## STATED TASK
Return the records verbatim, starting at the beginning of the records and ending with the line that contains "POLYGON ((150 0, 146", including that line. Leave the pictures out.

## GIVEN INFORMATION
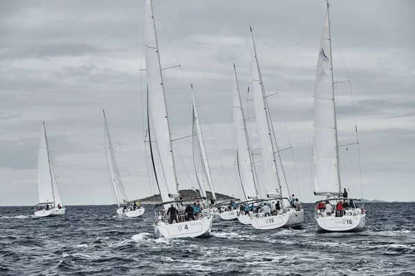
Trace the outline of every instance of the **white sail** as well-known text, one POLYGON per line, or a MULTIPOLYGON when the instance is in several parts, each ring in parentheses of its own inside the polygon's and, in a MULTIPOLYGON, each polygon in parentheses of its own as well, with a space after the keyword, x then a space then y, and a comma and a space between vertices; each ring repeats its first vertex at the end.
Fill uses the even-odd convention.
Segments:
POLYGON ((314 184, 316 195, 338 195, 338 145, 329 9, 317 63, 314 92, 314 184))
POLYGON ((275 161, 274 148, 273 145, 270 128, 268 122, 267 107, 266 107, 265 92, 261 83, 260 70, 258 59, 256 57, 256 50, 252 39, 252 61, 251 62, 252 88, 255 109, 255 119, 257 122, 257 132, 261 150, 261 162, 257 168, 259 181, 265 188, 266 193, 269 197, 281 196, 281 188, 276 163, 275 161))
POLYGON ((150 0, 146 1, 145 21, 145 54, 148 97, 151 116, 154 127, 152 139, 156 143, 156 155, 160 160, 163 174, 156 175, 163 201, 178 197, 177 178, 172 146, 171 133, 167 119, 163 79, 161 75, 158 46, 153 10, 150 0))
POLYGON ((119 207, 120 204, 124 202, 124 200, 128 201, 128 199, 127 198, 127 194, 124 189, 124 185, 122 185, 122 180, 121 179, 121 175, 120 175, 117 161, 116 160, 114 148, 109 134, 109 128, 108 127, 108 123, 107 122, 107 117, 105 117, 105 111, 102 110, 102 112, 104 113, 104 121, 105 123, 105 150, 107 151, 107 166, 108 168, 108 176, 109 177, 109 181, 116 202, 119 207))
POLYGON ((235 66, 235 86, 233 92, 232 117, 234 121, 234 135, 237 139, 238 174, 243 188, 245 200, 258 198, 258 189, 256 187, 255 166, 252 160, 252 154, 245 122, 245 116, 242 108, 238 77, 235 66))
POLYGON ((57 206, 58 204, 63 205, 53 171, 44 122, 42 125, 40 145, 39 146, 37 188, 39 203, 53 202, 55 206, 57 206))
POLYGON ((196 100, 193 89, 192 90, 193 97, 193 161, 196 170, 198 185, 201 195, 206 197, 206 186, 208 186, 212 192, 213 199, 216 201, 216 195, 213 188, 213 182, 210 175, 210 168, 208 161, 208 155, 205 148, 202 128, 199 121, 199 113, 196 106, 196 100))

## SOLUTION FOR THIS EXERCISE
Trace the outline of every instance of the **white sail** as well-known text, one POLYGON per line, or a MULTIPOLYGON when the instance is in several parts, each ring in parentheses of its own inside the polygon's and, in a MULTIPOLYGON, each polygon in parentheses of its own as well, with a space after the keyword, x then a space then y, and a comma and a space between vertices; each ring repeats its first vertex at the end.
Fill uses the even-odd convention.
Segments:
POLYGON ((314 184, 316 195, 338 195, 338 145, 329 9, 317 63, 314 92, 314 184))
POLYGON ((275 161, 274 148, 273 145, 270 128, 268 122, 267 107, 266 107, 265 92, 261 83, 260 70, 258 59, 256 57, 256 50, 252 39, 252 61, 251 62, 252 88, 255 109, 255 119, 257 122, 257 132, 261 150, 261 162, 257 168, 259 181, 265 188, 266 193, 269 197, 281 196, 281 188, 276 163, 275 161))
POLYGON ((150 0, 146 1, 145 21, 145 54, 148 97, 151 116, 154 127, 152 139, 156 143, 156 155, 160 160, 163 174, 156 175, 163 201, 178 197, 177 178, 172 146, 171 133, 167 119, 163 79, 161 75, 158 46, 153 10, 150 0))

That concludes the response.